**What is expected**.
Can you retype only the lines from the one with "Could you point out the blue saree" through the final line of the material, exactly as given?

**Dataset**.
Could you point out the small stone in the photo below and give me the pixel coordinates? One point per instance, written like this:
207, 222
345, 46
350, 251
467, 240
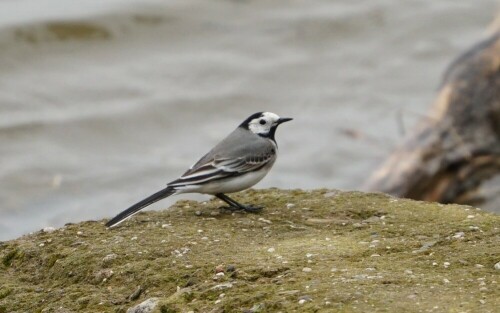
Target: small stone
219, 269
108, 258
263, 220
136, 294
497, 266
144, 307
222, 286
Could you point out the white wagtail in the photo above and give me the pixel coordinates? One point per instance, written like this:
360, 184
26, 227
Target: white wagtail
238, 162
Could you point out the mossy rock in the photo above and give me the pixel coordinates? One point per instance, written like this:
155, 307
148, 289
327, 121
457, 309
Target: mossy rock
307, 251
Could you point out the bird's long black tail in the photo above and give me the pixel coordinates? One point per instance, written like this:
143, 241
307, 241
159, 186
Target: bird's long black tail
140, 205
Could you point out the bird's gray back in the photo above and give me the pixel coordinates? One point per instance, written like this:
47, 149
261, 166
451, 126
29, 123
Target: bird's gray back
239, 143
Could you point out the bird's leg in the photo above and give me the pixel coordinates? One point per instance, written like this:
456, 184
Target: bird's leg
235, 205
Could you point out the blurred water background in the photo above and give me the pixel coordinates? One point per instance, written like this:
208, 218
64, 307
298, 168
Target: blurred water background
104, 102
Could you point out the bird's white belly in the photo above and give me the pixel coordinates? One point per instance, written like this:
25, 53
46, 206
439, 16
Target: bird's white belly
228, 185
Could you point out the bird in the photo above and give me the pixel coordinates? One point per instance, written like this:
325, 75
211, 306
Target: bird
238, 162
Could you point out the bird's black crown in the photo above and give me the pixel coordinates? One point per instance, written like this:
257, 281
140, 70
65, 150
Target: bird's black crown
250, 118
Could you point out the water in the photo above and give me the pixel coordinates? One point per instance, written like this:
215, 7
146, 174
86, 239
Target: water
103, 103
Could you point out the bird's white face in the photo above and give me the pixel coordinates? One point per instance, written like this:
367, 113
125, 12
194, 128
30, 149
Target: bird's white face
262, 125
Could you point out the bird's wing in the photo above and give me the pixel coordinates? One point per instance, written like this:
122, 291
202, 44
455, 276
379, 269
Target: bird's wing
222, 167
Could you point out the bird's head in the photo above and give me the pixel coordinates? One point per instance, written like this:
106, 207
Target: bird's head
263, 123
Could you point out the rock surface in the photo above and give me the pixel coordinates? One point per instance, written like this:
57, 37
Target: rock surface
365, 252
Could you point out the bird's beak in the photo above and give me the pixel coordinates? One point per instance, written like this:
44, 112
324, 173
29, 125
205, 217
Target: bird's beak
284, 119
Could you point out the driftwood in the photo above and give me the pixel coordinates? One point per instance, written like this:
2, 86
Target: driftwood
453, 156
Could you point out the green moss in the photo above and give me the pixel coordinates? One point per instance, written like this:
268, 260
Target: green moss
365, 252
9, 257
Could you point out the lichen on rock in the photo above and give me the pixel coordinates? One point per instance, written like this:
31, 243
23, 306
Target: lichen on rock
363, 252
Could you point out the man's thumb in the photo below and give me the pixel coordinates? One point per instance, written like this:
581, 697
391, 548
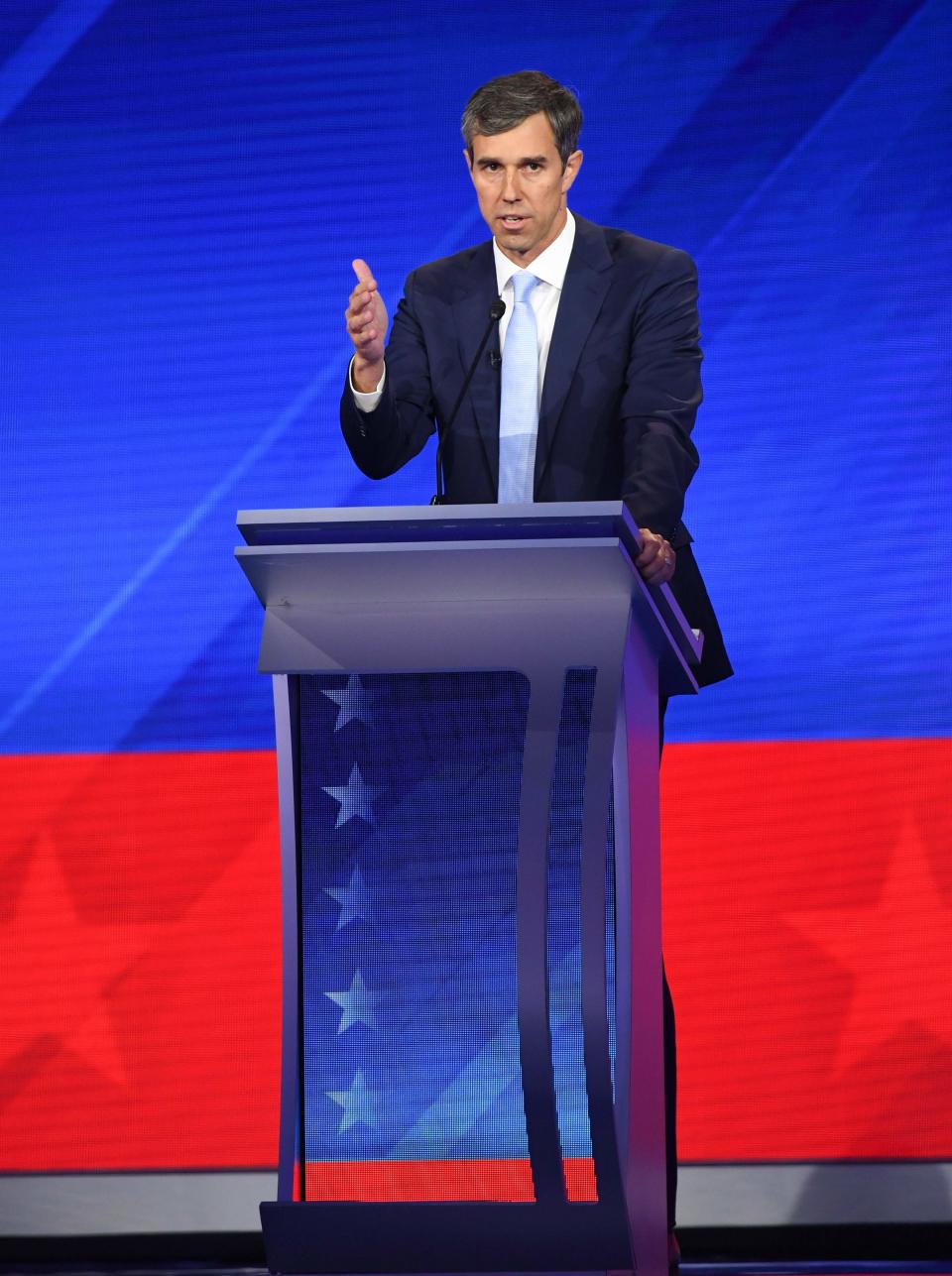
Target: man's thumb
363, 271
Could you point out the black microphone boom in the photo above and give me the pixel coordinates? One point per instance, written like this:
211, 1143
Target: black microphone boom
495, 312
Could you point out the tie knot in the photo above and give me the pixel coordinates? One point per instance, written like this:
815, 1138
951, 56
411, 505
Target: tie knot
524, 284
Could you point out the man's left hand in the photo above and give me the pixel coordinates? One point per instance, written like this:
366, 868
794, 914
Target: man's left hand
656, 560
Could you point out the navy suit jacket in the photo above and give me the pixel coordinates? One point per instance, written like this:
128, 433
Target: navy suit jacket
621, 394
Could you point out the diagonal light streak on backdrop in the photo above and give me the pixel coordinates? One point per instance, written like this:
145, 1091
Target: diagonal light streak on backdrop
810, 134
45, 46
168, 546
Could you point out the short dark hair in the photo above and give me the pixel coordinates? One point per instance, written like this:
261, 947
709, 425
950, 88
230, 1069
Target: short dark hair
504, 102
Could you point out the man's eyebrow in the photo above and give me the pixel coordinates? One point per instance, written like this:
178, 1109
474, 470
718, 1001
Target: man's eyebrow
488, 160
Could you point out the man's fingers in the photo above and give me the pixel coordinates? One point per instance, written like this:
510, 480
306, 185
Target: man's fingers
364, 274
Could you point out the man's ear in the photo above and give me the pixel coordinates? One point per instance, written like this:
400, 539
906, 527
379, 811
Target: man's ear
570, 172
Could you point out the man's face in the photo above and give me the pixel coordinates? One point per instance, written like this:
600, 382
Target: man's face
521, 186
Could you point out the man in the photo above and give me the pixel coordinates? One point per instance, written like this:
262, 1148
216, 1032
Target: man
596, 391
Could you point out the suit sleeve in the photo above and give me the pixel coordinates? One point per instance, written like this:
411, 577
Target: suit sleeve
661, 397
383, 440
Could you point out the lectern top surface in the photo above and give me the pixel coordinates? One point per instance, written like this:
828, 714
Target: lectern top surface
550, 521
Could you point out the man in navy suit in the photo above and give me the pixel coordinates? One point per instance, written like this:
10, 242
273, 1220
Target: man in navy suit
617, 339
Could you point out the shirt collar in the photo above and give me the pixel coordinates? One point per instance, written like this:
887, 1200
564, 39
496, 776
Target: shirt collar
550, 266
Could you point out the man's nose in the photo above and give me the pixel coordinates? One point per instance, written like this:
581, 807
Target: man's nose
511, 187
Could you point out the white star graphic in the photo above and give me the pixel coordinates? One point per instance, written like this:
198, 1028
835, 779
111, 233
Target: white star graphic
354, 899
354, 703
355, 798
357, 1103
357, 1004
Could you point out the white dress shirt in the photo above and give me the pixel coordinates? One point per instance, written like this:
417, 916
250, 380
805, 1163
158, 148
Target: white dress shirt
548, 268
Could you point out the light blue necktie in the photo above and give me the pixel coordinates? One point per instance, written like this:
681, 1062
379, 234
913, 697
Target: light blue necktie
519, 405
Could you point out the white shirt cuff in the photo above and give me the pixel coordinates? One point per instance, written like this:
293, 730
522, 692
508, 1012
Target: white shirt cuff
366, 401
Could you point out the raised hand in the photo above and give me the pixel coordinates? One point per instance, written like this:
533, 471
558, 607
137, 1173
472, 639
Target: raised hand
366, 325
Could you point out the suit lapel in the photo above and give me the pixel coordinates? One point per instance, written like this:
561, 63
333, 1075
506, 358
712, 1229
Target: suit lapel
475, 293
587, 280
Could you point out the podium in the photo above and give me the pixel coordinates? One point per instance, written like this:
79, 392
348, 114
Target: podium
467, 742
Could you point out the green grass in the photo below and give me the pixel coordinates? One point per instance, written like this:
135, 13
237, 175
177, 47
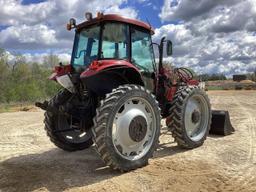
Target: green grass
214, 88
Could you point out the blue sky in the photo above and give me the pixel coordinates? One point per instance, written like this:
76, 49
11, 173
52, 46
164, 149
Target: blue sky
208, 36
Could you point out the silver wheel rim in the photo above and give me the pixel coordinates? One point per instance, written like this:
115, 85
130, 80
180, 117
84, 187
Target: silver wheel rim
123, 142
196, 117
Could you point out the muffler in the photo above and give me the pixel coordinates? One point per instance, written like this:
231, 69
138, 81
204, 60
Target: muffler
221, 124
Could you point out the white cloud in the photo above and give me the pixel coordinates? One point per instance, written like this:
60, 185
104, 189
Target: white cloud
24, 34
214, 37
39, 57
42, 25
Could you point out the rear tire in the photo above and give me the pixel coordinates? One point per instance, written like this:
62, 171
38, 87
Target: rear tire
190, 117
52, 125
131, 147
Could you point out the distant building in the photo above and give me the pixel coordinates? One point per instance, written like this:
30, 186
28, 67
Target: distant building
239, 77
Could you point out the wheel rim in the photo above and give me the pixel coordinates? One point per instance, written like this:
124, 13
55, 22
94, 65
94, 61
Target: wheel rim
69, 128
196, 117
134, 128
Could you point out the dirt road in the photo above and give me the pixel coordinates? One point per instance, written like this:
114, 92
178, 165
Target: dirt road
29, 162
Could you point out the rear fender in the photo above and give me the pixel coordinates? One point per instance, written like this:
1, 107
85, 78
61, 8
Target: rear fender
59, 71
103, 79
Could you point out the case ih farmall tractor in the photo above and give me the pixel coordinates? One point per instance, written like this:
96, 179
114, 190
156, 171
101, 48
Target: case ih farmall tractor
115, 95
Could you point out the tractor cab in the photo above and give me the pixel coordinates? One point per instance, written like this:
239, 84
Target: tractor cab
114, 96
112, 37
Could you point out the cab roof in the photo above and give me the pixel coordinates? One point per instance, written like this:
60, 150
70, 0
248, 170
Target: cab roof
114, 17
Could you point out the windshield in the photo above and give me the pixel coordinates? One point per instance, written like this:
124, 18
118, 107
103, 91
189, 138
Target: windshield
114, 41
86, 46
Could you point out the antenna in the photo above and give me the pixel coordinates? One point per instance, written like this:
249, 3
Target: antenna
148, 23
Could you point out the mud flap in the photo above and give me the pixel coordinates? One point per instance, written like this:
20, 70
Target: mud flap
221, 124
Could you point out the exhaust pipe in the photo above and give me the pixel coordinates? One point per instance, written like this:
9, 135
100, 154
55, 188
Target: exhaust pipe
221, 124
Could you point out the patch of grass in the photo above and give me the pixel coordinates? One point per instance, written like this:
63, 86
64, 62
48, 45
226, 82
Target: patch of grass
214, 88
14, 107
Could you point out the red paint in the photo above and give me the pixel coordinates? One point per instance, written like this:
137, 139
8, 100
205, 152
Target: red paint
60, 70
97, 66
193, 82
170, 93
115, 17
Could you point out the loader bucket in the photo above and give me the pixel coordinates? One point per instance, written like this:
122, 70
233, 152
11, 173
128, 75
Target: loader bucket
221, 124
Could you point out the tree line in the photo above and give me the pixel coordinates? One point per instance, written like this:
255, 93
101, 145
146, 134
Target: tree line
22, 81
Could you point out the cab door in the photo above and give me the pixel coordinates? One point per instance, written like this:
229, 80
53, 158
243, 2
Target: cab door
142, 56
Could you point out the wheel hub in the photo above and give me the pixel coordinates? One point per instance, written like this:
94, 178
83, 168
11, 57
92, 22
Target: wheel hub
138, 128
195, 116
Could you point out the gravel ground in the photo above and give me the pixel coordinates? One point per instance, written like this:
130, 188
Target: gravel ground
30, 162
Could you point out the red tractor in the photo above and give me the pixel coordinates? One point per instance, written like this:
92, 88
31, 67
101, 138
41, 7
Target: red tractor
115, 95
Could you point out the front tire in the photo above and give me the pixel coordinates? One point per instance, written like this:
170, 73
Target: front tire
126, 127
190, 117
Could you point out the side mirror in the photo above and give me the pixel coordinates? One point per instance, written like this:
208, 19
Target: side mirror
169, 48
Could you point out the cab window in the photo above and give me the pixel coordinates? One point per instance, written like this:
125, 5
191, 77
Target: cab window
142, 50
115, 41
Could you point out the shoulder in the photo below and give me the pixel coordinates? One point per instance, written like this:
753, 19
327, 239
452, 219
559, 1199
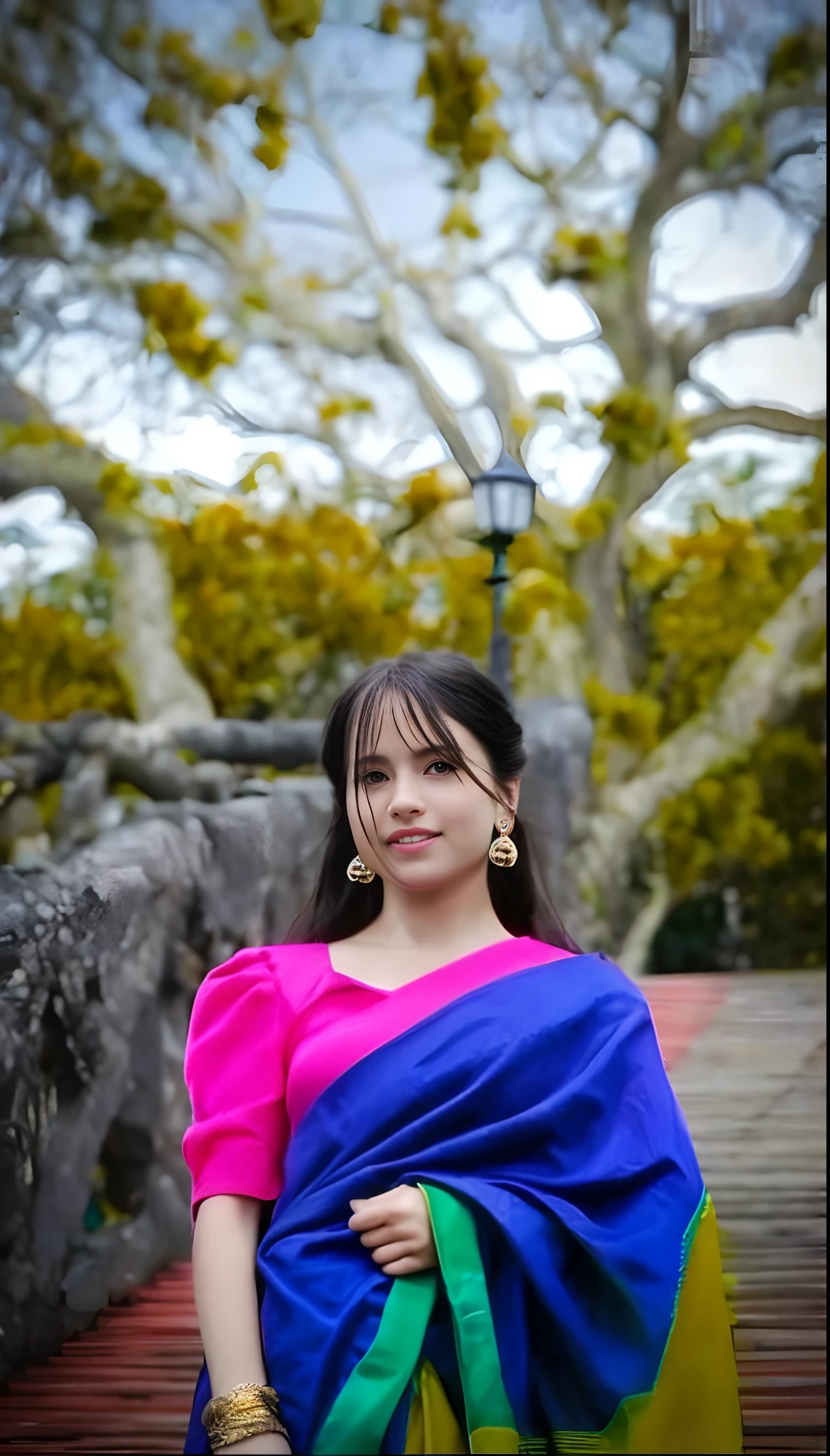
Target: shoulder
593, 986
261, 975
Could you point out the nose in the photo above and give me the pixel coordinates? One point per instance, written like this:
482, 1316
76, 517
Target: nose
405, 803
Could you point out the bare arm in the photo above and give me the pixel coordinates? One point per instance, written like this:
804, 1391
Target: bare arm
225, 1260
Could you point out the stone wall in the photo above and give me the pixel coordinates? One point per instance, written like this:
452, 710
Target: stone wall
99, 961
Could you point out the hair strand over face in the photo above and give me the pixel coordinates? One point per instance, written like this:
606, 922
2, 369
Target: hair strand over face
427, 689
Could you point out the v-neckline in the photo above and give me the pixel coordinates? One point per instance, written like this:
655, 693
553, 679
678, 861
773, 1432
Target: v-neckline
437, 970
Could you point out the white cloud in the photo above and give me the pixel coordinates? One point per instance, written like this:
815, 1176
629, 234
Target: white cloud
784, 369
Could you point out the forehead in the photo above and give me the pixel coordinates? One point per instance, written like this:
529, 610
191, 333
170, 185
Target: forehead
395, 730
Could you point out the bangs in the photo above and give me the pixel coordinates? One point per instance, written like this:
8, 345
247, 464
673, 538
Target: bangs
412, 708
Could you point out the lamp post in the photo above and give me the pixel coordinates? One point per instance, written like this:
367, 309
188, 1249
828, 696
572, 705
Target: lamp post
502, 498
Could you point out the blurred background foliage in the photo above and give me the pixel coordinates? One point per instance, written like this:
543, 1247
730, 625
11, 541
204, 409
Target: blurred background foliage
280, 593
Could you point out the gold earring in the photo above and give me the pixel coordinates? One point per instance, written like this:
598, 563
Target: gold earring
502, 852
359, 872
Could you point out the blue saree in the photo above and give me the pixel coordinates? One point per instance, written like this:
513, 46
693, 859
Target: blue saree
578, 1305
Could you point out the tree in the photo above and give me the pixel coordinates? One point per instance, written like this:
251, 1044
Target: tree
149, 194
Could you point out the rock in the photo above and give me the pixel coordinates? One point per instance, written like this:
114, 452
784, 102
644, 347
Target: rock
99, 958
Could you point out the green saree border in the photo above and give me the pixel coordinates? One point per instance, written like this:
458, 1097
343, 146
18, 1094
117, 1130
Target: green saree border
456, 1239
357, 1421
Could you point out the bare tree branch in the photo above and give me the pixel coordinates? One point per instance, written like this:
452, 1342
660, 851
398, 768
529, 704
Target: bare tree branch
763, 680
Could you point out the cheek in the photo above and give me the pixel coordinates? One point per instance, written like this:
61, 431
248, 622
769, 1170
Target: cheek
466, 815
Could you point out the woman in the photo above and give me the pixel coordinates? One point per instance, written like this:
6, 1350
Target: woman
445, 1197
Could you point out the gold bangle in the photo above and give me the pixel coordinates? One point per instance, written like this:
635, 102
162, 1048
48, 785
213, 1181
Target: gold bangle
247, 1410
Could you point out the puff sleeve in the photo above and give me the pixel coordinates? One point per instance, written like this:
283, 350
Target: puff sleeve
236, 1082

**Complete answer**.
Could you point out the blue saree in the photo above and give me the pixel coordinates? One point per instance, written like this:
513, 46
693, 859
Target: blue saree
578, 1305
Could you point out the tree in the photo above and give me the pixel coordinates? One point per instance, written like this:
251, 1044
Target: tree
149, 194
Could you point out the rock in the photo above and give me the pixel coordinates? One point per instance, written like this:
114, 452
784, 102
644, 347
Target: rock
99, 958
Could you point out the green saree border in the photo above and give me the pixel coordinates? One point per instance, written like this:
458, 1097
343, 146
18, 1094
117, 1130
Target: green saree border
456, 1239
357, 1421
Could you point out the bare tree branch in the photo above and give me the pixel coordinates? One point per instance, written like this:
452, 1342
660, 851
398, 768
529, 704
Target: bare tree branch
763, 680
Could you point out the cheek in the photo above and give me the pixel coordinates? One point per instance, written like this:
61, 431
248, 622
769, 1170
Target: cheek
466, 815
Could you point out the woman in the photo above and give me the pixel coordinates? One point per instance, written like this:
6, 1350
Target: woman
445, 1197
Could you point out the gold bangle in the photo above and give me the pixel coordinates? One point per instance, written like this:
635, 102
162, 1048
48, 785
213, 1181
Target: gold bangle
247, 1410
Could you point out the puff sleeve in the photo above and give me the pixel coordinates? One point per instance, written like this:
283, 350
Target: puff sleeve
236, 1082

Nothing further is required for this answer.